**What you should do:**
Copy the data below verbatim, line for line, without altering anything.
>> start Exercise materials
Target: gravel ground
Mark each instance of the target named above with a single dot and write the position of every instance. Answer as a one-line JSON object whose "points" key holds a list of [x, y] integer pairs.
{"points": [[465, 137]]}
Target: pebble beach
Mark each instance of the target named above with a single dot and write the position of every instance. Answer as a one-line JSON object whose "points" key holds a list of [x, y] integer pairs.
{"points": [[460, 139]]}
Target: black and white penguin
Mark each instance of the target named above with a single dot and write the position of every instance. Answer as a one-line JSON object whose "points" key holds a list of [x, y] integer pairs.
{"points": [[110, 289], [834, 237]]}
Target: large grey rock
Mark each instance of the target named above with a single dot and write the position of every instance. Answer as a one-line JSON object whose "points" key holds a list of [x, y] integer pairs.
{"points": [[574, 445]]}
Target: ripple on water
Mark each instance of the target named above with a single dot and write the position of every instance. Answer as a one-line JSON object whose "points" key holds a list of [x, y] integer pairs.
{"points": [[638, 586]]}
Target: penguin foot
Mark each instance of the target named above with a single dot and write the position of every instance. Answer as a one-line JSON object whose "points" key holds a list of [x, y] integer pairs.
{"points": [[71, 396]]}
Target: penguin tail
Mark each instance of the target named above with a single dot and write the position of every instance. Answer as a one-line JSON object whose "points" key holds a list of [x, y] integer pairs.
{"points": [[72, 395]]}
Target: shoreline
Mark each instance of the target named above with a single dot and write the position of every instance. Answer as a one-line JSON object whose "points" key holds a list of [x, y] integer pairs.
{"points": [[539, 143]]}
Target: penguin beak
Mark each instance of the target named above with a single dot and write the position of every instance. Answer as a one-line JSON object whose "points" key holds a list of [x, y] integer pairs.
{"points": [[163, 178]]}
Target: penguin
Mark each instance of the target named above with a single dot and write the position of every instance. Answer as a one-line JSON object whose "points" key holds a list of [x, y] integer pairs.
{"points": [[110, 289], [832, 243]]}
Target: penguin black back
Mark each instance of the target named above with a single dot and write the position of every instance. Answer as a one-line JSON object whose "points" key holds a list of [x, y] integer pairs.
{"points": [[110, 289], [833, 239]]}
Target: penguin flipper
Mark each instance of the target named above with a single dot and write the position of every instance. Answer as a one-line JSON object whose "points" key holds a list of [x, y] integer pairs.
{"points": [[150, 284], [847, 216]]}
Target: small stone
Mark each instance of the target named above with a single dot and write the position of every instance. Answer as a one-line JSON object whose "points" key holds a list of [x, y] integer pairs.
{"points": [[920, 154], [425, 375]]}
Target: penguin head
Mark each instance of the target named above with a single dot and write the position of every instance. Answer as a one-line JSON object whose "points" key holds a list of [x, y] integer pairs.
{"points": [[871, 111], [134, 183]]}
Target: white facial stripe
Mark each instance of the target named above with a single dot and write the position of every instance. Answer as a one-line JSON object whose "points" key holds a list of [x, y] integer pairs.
>> end Exercise materials
**Output:**
Target: gravel ground
Mark each instance of the target named above with a single dot and write the position of every instance. Answer as a one-line JSON object whose "points" key holds a list of [x, y] integer pairs.
{"points": [[465, 137]]}
Target: pebble beach
Mark each instance of the target named above with a single dot and write the position of every instance. Answer as a one-line JSON object whose "points" key holds a list of [x, y] integer pairs.
{"points": [[460, 139]]}
Target: black and white penguin
Mark each instance of the target named above with a single dot and write the position of every instance. Answer as a one-line JSON object whose "points" key holds a list of [x, y] integer pairs.
{"points": [[110, 289], [834, 237]]}
Target: large grey rock
Mark each instance of the target named above with a single dot and write the position of every instance. Answer as a one-line JSON object whose "points" key holds a list of [x, y] integer pairs.
{"points": [[574, 445]]}
Target: ripple on water
Mark each instance of the target named above with a single dot and write the position of every instance. Answer as a one-line JSON object whose "points" key holds a list of [x, y] integer pairs.
{"points": [[638, 586]]}
Target: penguin foot
Mark each instance of the target named above with a single dot and write the position of every instance. Answer as a one-line JSON object whose "points" key holds a list of [x, y] integer pairs.
{"points": [[71, 396]]}
Target: penguin tail
Mark each instance of the target named above with a single dot and write the position of every instance. Answer as a one-line JSON object whose "points" key holds a list of [x, y] integer pairs.
{"points": [[72, 395]]}
Target: shoreline
Mark each instance of the target named above with a single dot and write the position of every instance. Answer as a one-line JSON object whose "points" key holds a list of [x, y] integer pairs.
{"points": [[539, 143]]}
Target: penguin beak
Mark each instance of the target named above with a single dot and write the position of every instance. Answer as a one-line JSON object whose "points" key holds a list of [x, y] integer pairs.
{"points": [[163, 178]]}
Target: penguin
Mark each instance of the target named above with a single dot and write the position of every instance. Answer as a one-line JSON object whose "points" key holds a list of [x, y] integer pairs.
{"points": [[110, 289], [832, 243]]}
Target: penguin black back
Mark each instance of the target named above with a single dot and write the position of every instance. Answer as a one-line JSON object whose "points" key holds a list of [x, y] integer pairs.
{"points": [[110, 289], [833, 239]]}
Target: penguin flipper
Mark each instance of the target named above with a single dot and write the position of every instance. Answer as a one-line JSON object whose "points" key holds a list of [x, y] integer pairs.
{"points": [[150, 284], [847, 216]]}
Target: small stone
Mark each instance of the target named above with a single dot and write the position of every instance. Answer as a one-line JSON object whose "points" key holds a list of [x, y] integer pairs.
{"points": [[920, 154], [425, 375]]}
Target: penguin head
Mark each instance of the target named above with a single dot and write the position of every instance. Answer as a one-line JSON object whose "points" key holds a list of [x, y] integer pairs.
{"points": [[871, 111], [134, 183]]}
Target: white facial stripe
Mark each instance of the target named above with a single dot and write the position of every instance. Answer as a one-line JSON object whose "points" key holds a list of [x, y] integer pairs.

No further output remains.